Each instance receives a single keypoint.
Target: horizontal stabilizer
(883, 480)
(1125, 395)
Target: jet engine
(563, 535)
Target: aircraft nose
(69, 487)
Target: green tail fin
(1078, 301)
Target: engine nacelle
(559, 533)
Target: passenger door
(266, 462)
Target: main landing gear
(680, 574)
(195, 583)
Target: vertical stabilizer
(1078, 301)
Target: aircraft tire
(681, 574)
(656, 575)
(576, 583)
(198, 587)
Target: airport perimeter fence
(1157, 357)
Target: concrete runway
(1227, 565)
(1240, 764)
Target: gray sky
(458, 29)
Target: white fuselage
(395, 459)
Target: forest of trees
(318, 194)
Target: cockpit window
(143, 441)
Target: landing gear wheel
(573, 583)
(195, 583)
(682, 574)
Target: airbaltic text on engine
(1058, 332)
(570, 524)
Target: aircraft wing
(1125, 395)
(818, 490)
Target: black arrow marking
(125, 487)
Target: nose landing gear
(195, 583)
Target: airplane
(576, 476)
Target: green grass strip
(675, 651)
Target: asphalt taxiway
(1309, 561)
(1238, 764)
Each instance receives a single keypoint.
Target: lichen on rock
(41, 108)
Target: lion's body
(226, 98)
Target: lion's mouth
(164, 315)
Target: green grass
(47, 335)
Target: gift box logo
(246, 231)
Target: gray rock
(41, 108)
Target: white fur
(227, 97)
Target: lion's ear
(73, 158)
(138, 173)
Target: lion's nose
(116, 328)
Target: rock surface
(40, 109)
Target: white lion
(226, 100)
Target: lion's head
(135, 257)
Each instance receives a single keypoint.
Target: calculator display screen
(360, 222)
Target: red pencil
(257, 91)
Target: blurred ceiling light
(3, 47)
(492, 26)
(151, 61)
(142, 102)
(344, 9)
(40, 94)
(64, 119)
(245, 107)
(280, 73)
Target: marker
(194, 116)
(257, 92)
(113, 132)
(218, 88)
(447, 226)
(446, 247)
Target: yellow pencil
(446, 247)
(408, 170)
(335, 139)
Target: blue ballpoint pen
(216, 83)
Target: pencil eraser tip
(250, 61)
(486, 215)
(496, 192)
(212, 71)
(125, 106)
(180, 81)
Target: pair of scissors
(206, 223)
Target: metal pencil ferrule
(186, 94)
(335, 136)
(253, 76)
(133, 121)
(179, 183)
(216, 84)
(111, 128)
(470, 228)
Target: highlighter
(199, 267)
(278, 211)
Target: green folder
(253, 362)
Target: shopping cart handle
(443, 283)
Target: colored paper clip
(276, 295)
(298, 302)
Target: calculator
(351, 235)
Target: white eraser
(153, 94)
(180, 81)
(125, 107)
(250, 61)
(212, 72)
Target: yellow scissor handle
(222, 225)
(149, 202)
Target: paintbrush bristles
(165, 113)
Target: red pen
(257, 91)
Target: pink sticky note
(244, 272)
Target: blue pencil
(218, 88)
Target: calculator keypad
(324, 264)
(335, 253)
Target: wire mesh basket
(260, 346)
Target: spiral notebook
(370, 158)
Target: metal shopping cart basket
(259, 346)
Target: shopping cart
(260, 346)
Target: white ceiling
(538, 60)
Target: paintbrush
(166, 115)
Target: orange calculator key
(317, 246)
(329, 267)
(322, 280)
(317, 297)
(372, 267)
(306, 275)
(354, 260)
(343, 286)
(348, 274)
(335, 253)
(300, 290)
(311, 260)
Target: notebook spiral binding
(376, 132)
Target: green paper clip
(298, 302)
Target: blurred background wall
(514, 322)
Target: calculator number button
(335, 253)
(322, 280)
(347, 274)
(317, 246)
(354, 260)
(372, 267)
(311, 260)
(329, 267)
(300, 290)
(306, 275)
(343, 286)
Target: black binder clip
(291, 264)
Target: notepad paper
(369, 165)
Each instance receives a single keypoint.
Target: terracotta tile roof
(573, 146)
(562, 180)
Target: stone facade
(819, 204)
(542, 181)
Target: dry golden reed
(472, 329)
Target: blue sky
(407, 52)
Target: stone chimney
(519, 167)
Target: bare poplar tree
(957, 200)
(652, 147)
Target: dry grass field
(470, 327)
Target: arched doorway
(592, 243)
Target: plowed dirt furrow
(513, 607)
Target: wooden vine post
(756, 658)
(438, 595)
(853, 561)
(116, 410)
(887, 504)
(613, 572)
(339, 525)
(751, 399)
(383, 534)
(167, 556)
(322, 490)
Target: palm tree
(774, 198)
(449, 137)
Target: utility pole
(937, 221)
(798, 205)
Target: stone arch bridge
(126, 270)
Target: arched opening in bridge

--*--

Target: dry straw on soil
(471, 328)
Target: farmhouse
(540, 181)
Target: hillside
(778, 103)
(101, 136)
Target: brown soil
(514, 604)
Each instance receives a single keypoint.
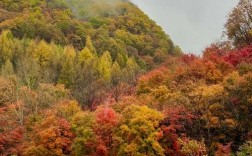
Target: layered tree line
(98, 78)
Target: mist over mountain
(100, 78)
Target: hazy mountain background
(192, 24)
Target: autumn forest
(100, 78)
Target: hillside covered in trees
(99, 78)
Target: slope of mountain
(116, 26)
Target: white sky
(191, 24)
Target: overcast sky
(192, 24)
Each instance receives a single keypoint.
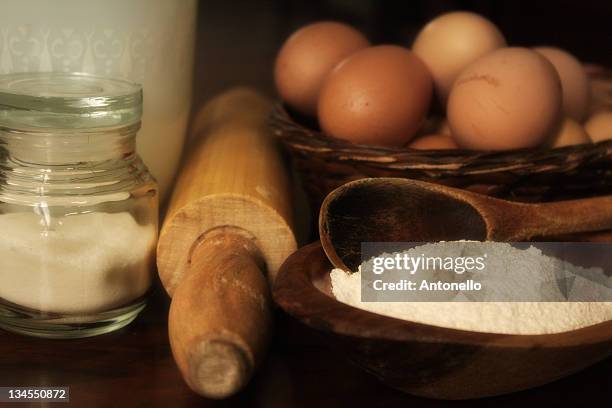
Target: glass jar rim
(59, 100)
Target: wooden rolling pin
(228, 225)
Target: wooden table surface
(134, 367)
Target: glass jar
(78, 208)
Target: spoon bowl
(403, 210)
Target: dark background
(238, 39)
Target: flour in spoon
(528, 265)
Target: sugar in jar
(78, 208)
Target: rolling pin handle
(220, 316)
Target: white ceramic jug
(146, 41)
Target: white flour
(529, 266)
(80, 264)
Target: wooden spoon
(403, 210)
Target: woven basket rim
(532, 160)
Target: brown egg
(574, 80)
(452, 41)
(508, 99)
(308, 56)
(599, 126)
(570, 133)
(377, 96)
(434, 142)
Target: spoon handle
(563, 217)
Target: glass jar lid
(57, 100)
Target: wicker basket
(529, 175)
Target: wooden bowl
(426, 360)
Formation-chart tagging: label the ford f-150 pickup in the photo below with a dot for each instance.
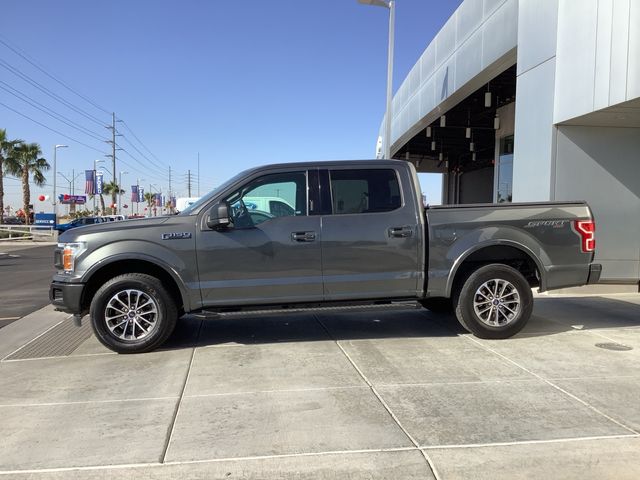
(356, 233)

--*--

*Goal of the exercise:*
Pull out every line of the data above that contains the word "ceiling".

*Answer to the task:*
Target: blurred ceiling light
Target: white ceiling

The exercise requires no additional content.